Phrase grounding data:
——————————
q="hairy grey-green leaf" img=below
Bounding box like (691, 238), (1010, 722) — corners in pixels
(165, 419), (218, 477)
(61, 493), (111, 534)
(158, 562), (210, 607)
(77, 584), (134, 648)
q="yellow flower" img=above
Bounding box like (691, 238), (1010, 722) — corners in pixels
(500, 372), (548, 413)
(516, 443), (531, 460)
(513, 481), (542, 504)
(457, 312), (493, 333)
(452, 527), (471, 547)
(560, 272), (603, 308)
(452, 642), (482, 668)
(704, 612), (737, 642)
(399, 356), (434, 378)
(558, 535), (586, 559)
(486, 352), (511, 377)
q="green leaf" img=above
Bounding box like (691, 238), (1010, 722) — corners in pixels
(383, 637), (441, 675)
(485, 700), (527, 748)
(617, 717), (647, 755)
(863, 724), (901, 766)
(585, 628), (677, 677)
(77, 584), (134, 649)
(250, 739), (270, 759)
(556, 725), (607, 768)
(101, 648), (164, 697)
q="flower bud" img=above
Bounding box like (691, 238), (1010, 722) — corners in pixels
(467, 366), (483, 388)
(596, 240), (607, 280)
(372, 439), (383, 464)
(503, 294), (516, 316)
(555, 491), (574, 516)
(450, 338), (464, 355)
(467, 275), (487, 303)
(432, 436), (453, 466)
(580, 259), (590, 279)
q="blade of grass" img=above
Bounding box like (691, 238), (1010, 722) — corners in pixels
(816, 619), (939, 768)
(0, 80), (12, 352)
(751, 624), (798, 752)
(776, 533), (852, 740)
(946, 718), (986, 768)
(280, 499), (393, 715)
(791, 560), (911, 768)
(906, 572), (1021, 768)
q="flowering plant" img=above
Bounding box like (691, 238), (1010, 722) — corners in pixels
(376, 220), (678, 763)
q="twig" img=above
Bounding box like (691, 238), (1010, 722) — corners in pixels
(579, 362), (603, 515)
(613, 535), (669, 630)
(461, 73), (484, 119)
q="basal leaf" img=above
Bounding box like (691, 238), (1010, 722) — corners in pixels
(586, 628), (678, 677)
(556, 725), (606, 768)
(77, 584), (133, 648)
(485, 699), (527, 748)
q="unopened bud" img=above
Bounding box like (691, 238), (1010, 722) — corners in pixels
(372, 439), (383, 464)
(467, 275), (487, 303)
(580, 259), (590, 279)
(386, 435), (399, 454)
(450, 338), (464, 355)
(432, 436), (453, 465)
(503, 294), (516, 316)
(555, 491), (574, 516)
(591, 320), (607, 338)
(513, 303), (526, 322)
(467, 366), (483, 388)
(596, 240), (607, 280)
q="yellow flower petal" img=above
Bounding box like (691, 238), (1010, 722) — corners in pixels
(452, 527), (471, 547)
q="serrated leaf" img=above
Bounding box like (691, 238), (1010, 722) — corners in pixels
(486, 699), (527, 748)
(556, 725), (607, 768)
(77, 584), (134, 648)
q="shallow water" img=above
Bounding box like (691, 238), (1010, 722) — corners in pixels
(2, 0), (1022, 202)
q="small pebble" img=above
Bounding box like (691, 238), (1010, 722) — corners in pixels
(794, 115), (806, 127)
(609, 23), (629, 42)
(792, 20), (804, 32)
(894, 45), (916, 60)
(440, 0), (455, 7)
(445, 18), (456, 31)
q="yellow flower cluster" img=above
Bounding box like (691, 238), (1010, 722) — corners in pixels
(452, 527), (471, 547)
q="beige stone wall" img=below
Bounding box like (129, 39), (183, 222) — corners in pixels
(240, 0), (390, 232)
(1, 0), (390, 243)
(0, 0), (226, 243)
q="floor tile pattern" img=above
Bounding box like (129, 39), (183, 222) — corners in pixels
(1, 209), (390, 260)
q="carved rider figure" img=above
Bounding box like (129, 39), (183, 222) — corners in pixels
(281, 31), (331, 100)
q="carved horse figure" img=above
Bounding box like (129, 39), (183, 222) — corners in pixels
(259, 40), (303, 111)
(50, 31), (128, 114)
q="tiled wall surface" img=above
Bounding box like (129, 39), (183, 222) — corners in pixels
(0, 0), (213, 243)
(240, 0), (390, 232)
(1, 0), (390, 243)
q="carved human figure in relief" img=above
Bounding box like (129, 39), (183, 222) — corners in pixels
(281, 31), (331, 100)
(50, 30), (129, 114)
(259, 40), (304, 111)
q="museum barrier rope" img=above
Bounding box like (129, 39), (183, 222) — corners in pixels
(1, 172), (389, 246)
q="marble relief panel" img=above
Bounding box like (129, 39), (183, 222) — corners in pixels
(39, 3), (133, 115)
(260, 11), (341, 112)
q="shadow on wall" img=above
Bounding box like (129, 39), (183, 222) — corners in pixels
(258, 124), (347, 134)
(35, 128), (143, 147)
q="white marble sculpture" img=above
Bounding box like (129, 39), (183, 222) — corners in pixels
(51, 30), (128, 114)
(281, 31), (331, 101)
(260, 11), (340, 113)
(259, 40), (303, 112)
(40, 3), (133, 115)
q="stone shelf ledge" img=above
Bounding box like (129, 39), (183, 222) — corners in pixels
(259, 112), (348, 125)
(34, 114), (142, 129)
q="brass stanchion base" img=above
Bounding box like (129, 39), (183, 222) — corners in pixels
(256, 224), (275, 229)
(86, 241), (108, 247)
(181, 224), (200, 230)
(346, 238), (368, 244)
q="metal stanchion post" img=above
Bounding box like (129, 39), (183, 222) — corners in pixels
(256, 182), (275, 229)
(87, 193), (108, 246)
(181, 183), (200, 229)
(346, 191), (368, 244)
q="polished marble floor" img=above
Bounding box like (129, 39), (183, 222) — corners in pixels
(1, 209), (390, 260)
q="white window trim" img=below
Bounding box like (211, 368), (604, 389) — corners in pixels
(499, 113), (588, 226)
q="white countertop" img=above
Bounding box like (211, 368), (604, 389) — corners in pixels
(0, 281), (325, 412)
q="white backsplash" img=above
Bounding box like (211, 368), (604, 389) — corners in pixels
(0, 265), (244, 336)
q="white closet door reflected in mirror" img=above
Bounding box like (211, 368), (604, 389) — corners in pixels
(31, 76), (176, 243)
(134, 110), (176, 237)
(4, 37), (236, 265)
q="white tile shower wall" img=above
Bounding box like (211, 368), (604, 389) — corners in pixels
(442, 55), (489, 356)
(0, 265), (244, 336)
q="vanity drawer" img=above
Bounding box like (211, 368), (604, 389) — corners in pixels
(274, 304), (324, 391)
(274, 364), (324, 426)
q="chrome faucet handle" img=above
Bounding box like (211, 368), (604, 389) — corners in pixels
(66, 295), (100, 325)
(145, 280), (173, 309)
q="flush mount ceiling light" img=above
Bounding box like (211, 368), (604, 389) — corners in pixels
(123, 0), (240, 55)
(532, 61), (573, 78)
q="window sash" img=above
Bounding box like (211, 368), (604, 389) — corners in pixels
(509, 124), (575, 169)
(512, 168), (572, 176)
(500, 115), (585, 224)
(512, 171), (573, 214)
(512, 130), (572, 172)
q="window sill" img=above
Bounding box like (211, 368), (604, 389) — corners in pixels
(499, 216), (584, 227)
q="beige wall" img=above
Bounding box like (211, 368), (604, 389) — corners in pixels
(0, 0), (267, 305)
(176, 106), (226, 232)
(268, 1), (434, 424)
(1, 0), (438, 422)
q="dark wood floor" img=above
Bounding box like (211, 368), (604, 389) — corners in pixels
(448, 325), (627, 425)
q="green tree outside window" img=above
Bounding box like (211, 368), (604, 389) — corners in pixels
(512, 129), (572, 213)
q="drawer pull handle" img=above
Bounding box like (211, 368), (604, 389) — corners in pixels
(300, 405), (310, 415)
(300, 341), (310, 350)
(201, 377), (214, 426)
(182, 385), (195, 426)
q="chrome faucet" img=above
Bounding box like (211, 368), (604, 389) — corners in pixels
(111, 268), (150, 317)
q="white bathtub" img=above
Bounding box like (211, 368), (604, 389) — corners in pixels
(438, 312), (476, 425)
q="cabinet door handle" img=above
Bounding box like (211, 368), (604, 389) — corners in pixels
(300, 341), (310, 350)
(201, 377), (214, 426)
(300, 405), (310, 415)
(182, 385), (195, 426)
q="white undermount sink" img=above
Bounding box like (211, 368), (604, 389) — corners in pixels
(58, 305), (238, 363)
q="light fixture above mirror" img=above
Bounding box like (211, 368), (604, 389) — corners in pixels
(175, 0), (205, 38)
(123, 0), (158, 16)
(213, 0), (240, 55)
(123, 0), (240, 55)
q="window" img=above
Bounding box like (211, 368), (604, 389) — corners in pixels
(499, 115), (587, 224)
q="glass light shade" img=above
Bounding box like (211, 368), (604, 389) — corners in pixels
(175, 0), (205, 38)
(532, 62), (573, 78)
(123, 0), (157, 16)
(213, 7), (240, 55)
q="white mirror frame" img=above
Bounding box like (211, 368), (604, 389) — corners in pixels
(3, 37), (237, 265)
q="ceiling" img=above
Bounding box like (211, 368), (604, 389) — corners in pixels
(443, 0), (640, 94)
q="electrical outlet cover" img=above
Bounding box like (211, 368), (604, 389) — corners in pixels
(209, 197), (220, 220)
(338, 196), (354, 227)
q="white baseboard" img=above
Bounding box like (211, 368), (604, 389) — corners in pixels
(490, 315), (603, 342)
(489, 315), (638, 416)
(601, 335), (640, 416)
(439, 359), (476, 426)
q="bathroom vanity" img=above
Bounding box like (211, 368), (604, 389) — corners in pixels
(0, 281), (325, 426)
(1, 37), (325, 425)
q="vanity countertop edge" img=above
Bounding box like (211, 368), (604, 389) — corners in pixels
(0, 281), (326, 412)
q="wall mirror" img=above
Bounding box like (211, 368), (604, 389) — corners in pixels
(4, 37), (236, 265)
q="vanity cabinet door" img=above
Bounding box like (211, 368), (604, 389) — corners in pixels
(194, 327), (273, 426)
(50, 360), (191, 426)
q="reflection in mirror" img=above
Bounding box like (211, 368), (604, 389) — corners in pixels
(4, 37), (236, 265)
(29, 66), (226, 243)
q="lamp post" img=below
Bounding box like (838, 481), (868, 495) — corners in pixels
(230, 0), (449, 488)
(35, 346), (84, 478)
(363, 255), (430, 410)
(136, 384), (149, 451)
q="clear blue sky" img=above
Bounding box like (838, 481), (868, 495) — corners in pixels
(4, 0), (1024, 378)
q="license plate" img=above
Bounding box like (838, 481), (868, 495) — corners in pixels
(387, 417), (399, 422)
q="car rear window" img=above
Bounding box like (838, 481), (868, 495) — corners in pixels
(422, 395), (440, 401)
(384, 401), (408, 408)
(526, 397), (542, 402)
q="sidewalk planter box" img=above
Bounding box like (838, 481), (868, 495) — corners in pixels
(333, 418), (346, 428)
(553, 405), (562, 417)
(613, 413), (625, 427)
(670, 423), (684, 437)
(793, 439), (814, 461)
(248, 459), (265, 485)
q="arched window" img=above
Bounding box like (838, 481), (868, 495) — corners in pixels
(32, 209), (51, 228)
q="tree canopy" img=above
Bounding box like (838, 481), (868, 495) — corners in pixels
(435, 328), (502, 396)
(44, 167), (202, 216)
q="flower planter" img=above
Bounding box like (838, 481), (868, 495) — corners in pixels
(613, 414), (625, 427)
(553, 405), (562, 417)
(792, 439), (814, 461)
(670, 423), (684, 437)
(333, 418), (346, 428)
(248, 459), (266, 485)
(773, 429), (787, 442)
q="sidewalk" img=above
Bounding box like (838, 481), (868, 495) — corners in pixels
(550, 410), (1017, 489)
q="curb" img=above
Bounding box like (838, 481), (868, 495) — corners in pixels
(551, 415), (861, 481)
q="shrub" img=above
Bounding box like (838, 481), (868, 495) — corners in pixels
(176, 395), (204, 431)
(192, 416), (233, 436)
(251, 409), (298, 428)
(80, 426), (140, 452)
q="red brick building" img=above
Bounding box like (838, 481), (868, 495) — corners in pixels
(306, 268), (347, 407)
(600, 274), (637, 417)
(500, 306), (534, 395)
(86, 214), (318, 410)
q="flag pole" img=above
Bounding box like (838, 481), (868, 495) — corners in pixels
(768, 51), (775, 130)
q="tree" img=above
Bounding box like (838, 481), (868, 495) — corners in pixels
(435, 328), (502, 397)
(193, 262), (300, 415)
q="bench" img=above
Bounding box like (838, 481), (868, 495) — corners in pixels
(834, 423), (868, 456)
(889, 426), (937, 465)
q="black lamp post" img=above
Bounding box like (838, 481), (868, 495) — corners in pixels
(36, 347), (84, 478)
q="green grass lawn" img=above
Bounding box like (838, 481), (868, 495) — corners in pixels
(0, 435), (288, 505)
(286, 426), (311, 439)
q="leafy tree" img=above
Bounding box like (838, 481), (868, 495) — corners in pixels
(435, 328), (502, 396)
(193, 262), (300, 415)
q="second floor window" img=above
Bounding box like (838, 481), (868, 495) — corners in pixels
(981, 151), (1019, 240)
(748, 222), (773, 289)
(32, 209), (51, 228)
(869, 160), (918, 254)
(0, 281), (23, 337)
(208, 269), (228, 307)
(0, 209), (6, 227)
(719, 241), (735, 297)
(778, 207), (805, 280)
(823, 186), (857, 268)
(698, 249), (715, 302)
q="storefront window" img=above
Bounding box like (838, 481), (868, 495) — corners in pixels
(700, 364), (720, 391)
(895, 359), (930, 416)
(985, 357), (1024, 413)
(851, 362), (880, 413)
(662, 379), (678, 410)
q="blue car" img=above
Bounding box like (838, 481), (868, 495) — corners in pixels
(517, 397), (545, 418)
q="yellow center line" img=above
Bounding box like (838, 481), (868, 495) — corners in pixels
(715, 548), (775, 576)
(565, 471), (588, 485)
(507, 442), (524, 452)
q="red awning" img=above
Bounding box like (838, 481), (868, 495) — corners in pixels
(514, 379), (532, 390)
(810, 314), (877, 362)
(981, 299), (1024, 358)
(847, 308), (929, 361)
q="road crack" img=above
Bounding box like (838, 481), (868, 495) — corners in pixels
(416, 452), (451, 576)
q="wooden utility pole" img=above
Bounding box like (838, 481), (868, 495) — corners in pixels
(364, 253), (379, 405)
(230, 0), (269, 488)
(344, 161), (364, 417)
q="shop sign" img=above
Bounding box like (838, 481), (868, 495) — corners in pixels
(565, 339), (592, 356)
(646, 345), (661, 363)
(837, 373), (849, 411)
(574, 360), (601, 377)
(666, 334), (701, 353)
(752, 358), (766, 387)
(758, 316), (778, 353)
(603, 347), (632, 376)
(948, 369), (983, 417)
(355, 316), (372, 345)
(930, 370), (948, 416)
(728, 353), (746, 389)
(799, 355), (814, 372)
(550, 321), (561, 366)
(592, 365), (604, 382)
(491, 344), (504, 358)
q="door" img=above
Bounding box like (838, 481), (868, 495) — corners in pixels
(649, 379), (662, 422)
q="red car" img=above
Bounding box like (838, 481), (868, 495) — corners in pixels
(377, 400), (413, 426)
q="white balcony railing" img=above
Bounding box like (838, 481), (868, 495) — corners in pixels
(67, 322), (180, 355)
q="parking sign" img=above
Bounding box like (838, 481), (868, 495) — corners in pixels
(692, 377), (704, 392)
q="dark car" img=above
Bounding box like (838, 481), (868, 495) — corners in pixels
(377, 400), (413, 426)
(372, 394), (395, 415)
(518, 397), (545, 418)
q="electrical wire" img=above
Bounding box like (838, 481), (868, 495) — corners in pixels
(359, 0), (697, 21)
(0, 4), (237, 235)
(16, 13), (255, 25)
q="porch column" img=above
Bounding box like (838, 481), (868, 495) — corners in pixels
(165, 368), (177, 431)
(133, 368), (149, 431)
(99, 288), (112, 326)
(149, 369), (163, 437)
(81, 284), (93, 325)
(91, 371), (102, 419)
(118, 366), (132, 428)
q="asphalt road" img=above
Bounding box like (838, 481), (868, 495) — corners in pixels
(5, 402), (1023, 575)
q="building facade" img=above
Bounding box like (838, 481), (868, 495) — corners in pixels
——————————
Task description>
From the records above, pick out and copy each line holding the word "drawer".

Result of the exercise>
q="vanity drawer" img=above
q="drawer pull handle" img=above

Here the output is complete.